• [GIVEN REQUEST] Leaving out the pictures, retype all the material exactly.

Point annotation records:
_ _ _ _ _ _ _

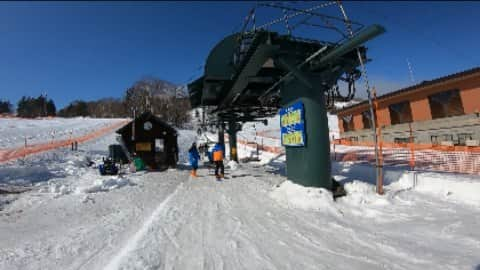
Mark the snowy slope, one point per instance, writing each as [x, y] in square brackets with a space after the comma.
[255, 219]
[13, 131]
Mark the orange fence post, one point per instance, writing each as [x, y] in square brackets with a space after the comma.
[412, 149]
[379, 142]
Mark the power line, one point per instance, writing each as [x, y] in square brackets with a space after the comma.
[453, 51]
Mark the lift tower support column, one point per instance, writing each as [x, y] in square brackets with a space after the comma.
[309, 165]
[232, 139]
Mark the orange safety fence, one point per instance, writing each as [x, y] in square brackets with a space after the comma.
[457, 159]
[15, 153]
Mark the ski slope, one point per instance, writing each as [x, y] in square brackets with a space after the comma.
[73, 218]
[14, 131]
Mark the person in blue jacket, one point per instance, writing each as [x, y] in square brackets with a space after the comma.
[193, 156]
[218, 153]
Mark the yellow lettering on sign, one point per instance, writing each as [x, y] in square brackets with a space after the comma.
[291, 118]
[294, 138]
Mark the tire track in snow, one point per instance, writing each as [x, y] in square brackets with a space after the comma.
[133, 241]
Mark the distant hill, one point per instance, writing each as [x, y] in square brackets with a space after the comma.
[160, 88]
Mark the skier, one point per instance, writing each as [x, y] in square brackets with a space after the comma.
[193, 156]
[218, 155]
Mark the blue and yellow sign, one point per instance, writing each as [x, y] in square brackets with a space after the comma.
[292, 125]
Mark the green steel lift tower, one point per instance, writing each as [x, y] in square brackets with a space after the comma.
[251, 75]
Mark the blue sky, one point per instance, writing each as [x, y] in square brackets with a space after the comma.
[89, 50]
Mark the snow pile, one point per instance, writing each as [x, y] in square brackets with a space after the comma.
[103, 185]
[457, 188]
[233, 165]
[359, 193]
[291, 195]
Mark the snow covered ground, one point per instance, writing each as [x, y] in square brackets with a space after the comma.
[15, 130]
[73, 218]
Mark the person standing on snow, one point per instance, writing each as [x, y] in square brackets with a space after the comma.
[218, 155]
[193, 156]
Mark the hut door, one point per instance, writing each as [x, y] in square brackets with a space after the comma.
[159, 145]
[160, 154]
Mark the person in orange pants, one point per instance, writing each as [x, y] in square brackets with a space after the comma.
[218, 155]
[193, 156]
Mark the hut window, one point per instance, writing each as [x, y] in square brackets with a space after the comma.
[366, 119]
[159, 145]
[400, 113]
[446, 104]
[347, 122]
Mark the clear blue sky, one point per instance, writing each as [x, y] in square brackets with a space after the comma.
[79, 50]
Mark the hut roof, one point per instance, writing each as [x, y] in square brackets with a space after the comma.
[148, 116]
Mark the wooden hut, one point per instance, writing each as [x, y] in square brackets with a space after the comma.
[153, 140]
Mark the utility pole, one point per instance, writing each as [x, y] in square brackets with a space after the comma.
[45, 103]
[410, 71]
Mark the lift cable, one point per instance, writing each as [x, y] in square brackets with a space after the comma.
[370, 102]
[299, 12]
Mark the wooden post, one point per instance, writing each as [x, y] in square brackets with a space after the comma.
[412, 150]
[378, 145]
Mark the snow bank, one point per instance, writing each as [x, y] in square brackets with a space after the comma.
[103, 185]
[359, 193]
[453, 187]
[233, 165]
[292, 195]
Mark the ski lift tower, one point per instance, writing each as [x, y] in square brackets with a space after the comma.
[254, 74]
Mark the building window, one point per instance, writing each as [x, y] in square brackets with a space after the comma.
[347, 122]
[463, 137]
[400, 113]
[446, 104]
[401, 140]
[367, 119]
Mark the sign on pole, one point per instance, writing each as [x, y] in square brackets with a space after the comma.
[292, 125]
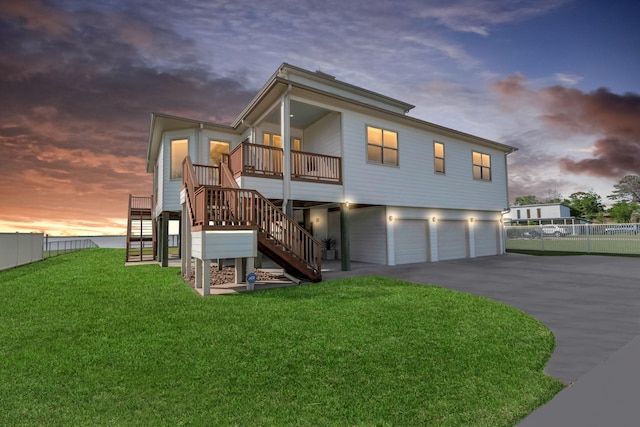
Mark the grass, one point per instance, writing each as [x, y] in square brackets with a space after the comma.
[596, 244]
[87, 341]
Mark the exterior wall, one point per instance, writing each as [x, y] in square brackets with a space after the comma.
[414, 182]
[270, 188]
[170, 199]
[486, 238]
[20, 248]
[410, 240]
[224, 244]
[452, 239]
[344, 93]
[315, 191]
[324, 136]
[368, 235]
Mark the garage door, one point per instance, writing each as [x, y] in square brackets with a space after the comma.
[410, 241]
[486, 237]
[452, 240]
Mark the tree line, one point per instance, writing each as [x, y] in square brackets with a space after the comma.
[588, 204]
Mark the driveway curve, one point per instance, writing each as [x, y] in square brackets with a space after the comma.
[590, 303]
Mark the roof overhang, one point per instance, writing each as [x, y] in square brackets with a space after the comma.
[161, 123]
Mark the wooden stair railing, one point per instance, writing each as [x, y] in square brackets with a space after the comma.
[140, 229]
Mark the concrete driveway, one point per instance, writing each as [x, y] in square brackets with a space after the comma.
[591, 303]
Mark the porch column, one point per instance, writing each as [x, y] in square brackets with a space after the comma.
[163, 239]
[345, 247]
[285, 131]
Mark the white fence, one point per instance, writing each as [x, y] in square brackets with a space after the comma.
[20, 248]
[60, 247]
[586, 238]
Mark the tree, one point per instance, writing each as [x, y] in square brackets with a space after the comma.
[628, 188]
[526, 200]
[621, 211]
[585, 204]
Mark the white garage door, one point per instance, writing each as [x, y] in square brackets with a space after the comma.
[452, 240]
[410, 241]
[368, 235]
[486, 237]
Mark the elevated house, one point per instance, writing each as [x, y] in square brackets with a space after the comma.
[312, 157]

_ _ _ _ _ _ _

• [IN RESPONSE]
Mark the snowy slope, one point per instance, writing each as [x, y] in square brackets with a space after the comma.
[255, 219]
[13, 131]
Mark the orange fence post, one point per instance, writing each as [x, y] in square brackets with a space after the comma.
[412, 149]
[379, 142]
Mark the power line, one point per instance, writing each as [x, y] in square brackets with a space after the comma.
[453, 51]
Mark the lift tower support column, one point per instance, writing each as [x, y] in square brackets with a space after the comma.
[309, 165]
[232, 139]
Mark the orange safety fence, one point per instance, writing each as [x, y] in square brackets with a space after the comma.
[457, 159]
[15, 153]
Mark the ski slope, one point per instance, writing each as [x, y] in square brackets with a space after the comma.
[73, 218]
[14, 131]
Mark the person in blue jacket, one point per instance, writing each as [x, y] in square brackets with a space after the comma.
[193, 156]
[218, 153]
Mark the yellow lettering on sign, one point per instance, writing each as [x, y] in square brackets with a space after the comma.
[291, 118]
[294, 138]
Mark the tire track in snow, one point per instance, writing each as [x, y] in square brackets with a space after the comma.
[133, 241]
Mark the distant hill, one point per instance, writing each as [x, y] in square brackets with a space after the comma.
[160, 88]
Mark the skier, one point per instance, writing each as [x, y] in square brackets with a space after the comma.
[193, 156]
[218, 155]
Mark the blue and yellow sign, one point per instance, writing each as [x, y] in square brackets with a space after the comma.
[292, 125]
Mark the green steel lift tower, one point per instance, writing each as [x, y] in square brackets with a space after the comma.
[251, 75]
Mark the blue sky, one point per instance, writing each as [x, y] in square brackets with a space after the comma.
[89, 50]
Mark the snow pile, one point per instance, writing each as [x, y] in square brackets with a space after the comma.
[103, 185]
[457, 188]
[233, 165]
[359, 193]
[291, 195]
Mark the snow covered ground, one point per instance, writing each as [x, y] in square brackets with a space after the comma.
[15, 130]
[73, 218]
Mark the person standing on snow, one point per instance, writing each as [x, y] in square brackets with a space after the comma.
[218, 155]
[193, 156]
Mark the hut door, one point per instance, writing each as [x, y] in square brackets with a space after the comma.
[159, 145]
[160, 154]
Mark the person in orange pants, one point per instance, writing each as [x, y] in square brackets with a space after the comma.
[218, 155]
[193, 156]
Mark the hut window, one point per instance, writing each as [x, y] in square brackets with a space after the comma.
[366, 119]
[159, 145]
[400, 113]
[446, 104]
[347, 122]
Mark the clear blue sky, one point per instance, writing each as [x, y] in square brackets with a space after the comma.
[79, 50]
Mark the hut roof, one point per instance, writing each as [x, y] in square brackets with a space after the comma.
[148, 116]
Mark the wooden hut, one point per instance, writing each as [x, y] in square brackets with a space after the comma.
[153, 140]
Mark the utility pole, one point per instance, writing each as [x, y] in square brackets with a space after the comma.
[45, 103]
[410, 71]
Mark the lift cable, one point per instance, writing each as [x, y] in square brackets with a space after the comma.
[370, 102]
[299, 12]
Mark the wooden post, one point per instance, writing each as [x, y] in square brackets with a space after the comma.
[412, 150]
[378, 145]
Mark the snow bank, one point per instance, writing each as [x, y] in square brackets with a space after the comma.
[103, 185]
[359, 193]
[453, 187]
[233, 165]
[292, 195]
Mark the ski lift tower, one point per instance, writing each as [x, y] in square brackets with a space after the comma.
[254, 74]
Mark the building window, one point per instance, writing each as [x, y] in square brackets with a space after the comma.
[347, 122]
[463, 137]
[400, 113]
[446, 104]
[401, 140]
[367, 119]
Mark the sign on pole, one point per instance, writing each as [x, y] in square brackets with a space after the comma.
[292, 125]
Mark the grass, one point per instance, writing each as [x, y] in square brackets with a space after the comma.
[596, 244]
[87, 341]
Mark the exterior wall, one point per instance, writing each as [x, y] in square brackets with a space after the comma.
[414, 182]
[270, 188]
[170, 199]
[486, 238]
[20, 248]
[410, 240]
[224, 244]
[452, 239]
[344, 93]
[315, 191]
[324, 136]
[368, 235]
Mark the garage door, one point per instance, writing each as [x, y] in square brackets with a space after the comma.
[410, 241]
[486, 237]
[452, 240]
Mark the tree line, one point per instance, writing each as [x, y] in square brackets with a space after the comma.
[588, 204]
Mark the driveway curve, one point per instance, writing each as [x, y] in square brackets with a space after the comma.
[590, 303]
Mark the roof overhang, one point per instance, writing each as [x, y] in square brackets with a space after the comma.
[161, 123]
Mark the wooden stair railing, one point per instance, writing each as [x, y] in square brackets with a space after the comma.
[140, 229]
Mark the concrete driveway, one point per instance, writing each as [x, y] in square brackets with a space after the comma.
[591, 303]
Mark the porch column, one point per instance, writing each as [x, y] in square brackets with a space after the comma.
[163, 239]
[345, 247]
[285, 131]
Mark the white fence, one point per instance, writing each as [x, y] in square brackets with a space after the comma.
[20, 248]
[60, 247]
[586, 238]
Mark the tree, one point per instance, writing each as [x, y] in square brackets with a space after the comma.
[628, 188]
[526, 200]
[621, 211]
[585, 204]
Mark the white garage door, one point per instance, writing each as [x, y] in square brackets with a space after the comma.
[452, 240]
[410, 241]
[368, 235]
[486, 237]
Mark the elevated house, one point per instance, writing each as [x, y] in square brackets with a space after the comma.
[312, 157]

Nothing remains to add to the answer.